Records of labeled boxes:

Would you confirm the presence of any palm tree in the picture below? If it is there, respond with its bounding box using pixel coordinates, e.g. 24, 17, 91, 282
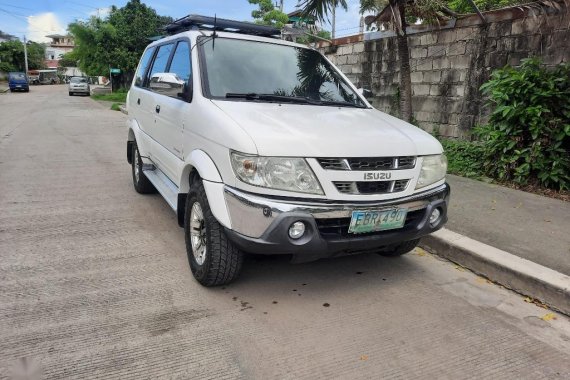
299, 0, 446, 122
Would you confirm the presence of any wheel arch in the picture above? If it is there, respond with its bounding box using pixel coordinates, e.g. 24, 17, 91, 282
176, 149, 223, 227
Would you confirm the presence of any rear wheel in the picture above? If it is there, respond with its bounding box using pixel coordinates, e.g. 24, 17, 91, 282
131, 141, 156, 194
184, 179, 243, 286
378, 239, 420, 257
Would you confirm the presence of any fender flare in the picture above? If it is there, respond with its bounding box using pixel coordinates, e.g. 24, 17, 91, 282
179, 149, 223, 193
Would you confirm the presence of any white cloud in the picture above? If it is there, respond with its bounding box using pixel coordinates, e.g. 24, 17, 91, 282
89, 7, 111, 18
28, 12, 65, 42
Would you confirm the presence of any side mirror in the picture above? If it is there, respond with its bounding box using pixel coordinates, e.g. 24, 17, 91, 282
358, 88, 374, 99
176, 78, 194, 103
149, 73, 187, 100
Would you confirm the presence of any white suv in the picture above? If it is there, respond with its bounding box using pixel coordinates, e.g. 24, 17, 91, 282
127, 16, 449, 286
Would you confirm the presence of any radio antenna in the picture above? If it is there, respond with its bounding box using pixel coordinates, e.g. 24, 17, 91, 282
212, 14, 218, 50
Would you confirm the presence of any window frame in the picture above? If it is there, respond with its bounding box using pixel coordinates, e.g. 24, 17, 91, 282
136, 37, 194, 103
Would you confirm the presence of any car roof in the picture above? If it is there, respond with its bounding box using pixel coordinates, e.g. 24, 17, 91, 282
147, 30, 314, 50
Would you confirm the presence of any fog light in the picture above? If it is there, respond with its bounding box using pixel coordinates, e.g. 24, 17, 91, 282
289, 222, 305, 239
429, 208, 441, 226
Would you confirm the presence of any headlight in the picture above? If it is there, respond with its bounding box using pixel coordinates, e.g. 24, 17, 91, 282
231, 152, 324, 194
416, 154, 447, 189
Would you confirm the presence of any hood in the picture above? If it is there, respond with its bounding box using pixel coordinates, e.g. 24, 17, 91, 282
212, 100, 443, 157
8, 78, 28, 84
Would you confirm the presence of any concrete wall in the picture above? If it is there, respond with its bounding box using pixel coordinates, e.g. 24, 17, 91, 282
323, 3, 570, 137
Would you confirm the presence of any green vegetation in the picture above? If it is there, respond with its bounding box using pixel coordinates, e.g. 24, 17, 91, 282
442, 58, 570, 190
0, 40, 46, 72
248, 0, 289, 28
91, 91, 127, 104
440, 139, 485, 179
66, 0, 172, 87
476, 58, 570, 190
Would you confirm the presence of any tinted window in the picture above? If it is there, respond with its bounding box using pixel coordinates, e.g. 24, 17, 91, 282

Exercise goal
Copy out the material above line for line, without changing a word, but leave out the pictures.

Task output
Would you confirm the presence of any palm tree in the picture below? If it is there, respond with its bounding box using pixel coordinates, e.g. 24, 17, 91, 282
299, 0, 446, 122
Would you confirm the presence of any wheel arch in the picture above? If it is there, respond with its bounding box using pixel coordinates, e.g. 24, 17, 91, 282
176, 149, 223, 227
Would you confirm the presence of any rear wheel in the picture above? If it is there, respond with its bounding box using pixel coordinates, e.g. 24, 17, 91, 282
131, 141, 156, 194
184, 179, 243, 286
378, 239, 420, 257
Would you confirm the presence of any fender flare in the picture above? If it is there, respond with its bounding box using pixel coordinates, e.g. 24, 17, 91, 282
179, 149, 223, 193
Would you confirm the presence of any white cloud in the picture above? If it is there, respond with its bounding box using pixel coordinates, e.g. 24, 17, 91, 282
89, 7, 111, 18
28, 12, 65, 42
Would you confirm the presence of any side mirror in the picture above? If it is there, respond with its bounding box using pixel coordinates, e.g. 24, 17, 91, 282
358, 88, 374, 99
176, 78, 194, 103
149, 73, 187, 100
Would you confirm the presence of any white suv in the picture above? If it is there, respond with its bounding box using pixel coordinates, e.g. 24, 17, 91, 282
127, 16, 449, 286
Would you confirm the presence of any radio antenna in the picture above? If it is there, respond with its bounding box using pixel coordinates, e.g. 24, 17, 91, 282
212, 14, 218, 50
Would you confirm the presence of any window frame in the picture above? If it is there, respond with its bounding box using pixel coordinates, e.g. 24, 17, 91, 282
136, 37, 194, 103
Would you confirm the presence of any car roof in the picture above? If it is there, respond with its bounding box using pixel coordinates, e.g. 24, 17, 91, 282
147, 30, 314, 50
Would you confirm the presence of any fog light in the picture above? If it is there, respond with its bounding box using pixel coordinates, e.g. 24, 17, 91, 282
289, 222, 305, 239
429, 208, 441, 226
Would you confirm the presence of any headlight in the picture above? If it is there, respond with its bounding box using pixel coordinates, e.g. 24, 17, 91, 282
231, 152, 324, 194
416, 154, 447, 189
Would you confirm the presence of any hood in the picture above? If it is there, respond with its bounding box using pixel coordinates, e.g. 24, 17, 91, 282
212, 100, 443, 157
8, 78, 28, 84
Would you confirm the presence of any concrete wall in the picture above? If it is there, respond with its bounding box using pixel coordinates, e.g. 24, 17, 91, 282
323, 3, 570, 137
Would you confirm the presence of any green vegetation in the picture above? If it is there, respond with its bounding box using pixel coordinates, e.g. 24, 17, 91, 282
442, 58, 570, 190
0, 40, 46, 72
248, 0, 289, 28
91, 91, 127, 104
440, 139, 485, 179
66, 0, 172, 87
476, 58, 570, 190
Would you confirm the presence of any tinted window in the picture above? If it is there, respond with its bounding box using pixel coordinates, e.g. 24, 17, 91, 282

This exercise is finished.